> _ABOUT THIS TASK_:
From top to bottom, restate the entries below word for word.

----- DATA EXTRACTS

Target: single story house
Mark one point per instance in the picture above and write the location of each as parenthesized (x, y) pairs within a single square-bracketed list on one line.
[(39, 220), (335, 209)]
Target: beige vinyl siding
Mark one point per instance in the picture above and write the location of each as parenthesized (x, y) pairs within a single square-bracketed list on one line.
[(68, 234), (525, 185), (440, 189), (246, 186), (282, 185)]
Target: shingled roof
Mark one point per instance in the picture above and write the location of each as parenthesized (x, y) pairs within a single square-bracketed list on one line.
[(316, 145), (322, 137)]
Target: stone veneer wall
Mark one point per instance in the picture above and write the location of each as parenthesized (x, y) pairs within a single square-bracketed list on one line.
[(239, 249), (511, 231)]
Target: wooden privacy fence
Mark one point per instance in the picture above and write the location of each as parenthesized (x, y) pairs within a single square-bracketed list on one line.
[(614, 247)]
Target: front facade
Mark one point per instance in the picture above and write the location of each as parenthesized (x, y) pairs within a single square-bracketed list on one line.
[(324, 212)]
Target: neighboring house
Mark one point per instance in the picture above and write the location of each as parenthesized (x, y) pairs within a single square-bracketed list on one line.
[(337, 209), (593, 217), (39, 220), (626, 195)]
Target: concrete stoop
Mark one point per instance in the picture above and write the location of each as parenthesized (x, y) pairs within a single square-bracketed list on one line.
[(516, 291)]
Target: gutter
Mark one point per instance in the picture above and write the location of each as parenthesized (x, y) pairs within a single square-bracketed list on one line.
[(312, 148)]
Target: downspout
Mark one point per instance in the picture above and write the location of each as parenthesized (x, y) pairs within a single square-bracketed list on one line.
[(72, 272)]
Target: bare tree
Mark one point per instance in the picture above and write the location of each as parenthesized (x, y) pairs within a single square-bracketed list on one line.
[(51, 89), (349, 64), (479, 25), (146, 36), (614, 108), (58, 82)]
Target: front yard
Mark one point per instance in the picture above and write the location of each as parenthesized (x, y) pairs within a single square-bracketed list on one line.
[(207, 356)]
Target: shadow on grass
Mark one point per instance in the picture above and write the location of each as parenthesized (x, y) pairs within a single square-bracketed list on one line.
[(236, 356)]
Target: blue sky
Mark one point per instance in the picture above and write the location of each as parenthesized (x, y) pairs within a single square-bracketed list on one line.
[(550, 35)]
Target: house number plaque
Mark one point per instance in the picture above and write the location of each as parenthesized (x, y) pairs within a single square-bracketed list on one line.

----------

> _WRITTEN SOLUTION_:
Target: single story house
Mark one point per instance in the picture above and write the location of each as parenthesized (x, y) pairs within a single square-bracketed list on one line.
[(39, 220), (335, 209)]
Target: beige vinyl siding
Mark one point per instance in the picture above and write the location of each as parenthesized (x, y) pairs within a single square-bracketed list on one line.
[(68, 234), (525, 185), (440, 189), (246, 186), (282, 185)]
Target: shingled roof
Mark one point per instance in the picture above and write the location of each as parenthesized (x, y) pairs within a single square-bracketed list on one line.
[(316, 145), (322, 137)]
Target: stone veneer wall
Mark one point per instance in the picture above and write the location of each as parenthesized (x, y) pairs within a single square-bracketed list on one line.
[(239, 249), (511, 231)]
Target: wooden privacy fence
Mark one point per instance in the picture above and write the location of each as parenthesized (x, y) pairs within a single square-bracketed list on one line.
[(614, 247)]
Target: front facade
Mark one point per instance in the picture above and write the location of each as parenthesized (x, y) pairs within a single square-bracketed list on one line.
[(324, 212)]
Target: neighboring house
Mark one point per instance in the picture above and write the location of each as parenthesized (x, y) pairs within a single square-bracketed list on one line.
[(337, 209), (593, 217), (39, 220), (626, 195)]
Target: concrete stoop
Mark one point per instance in the picture above and write the location of each as parenthesized (x, y) pairs within a single square-bracketed list on one line.
[(516, 291)]
Target: gutter
Mark one point per instance in the picture above and write the location of each as parenthesized (x, y) pairs within a single square-bracketed list on one line.
[(312, 148)]
Target: downspout
Mark one point per instance in the picture above and write the location of each as parenthesized (x, y) pairs within a single square-bracketed list on one line.
[(72, 272)]
Target: bare tree
Mark one point per instance in the picture above and write the location of each as parenthesized (x, y) pairs within a single square-bracketed list on one line.
[(51, 89), (349, 64), (479, 25), (146, 36), (614, 108), (58, 82)]
Target: front yard
Mark one point per instance in the picture above and write the location of each as parenthesized (x, y) pairs within a single square-bracketed list on one line.
[(207, 356)]
Target: shadow on grass
Mark one point per instance in the picture above and write the location of each as parenthesized (x, y) pairs within a single square-bracketed list on one line.
[(236, 356)]
Target: blue sky
Mark one point per instance in the picture above and write the location of each as parenthesized (x, y) pairs within a single square-bracketed list on one line.
[(550, 35)]
Target: house number plaque
Mark one point per instance in the picture above and write the location of each as parenthesized (x, y) pairs within a single square-bracketed list on one line.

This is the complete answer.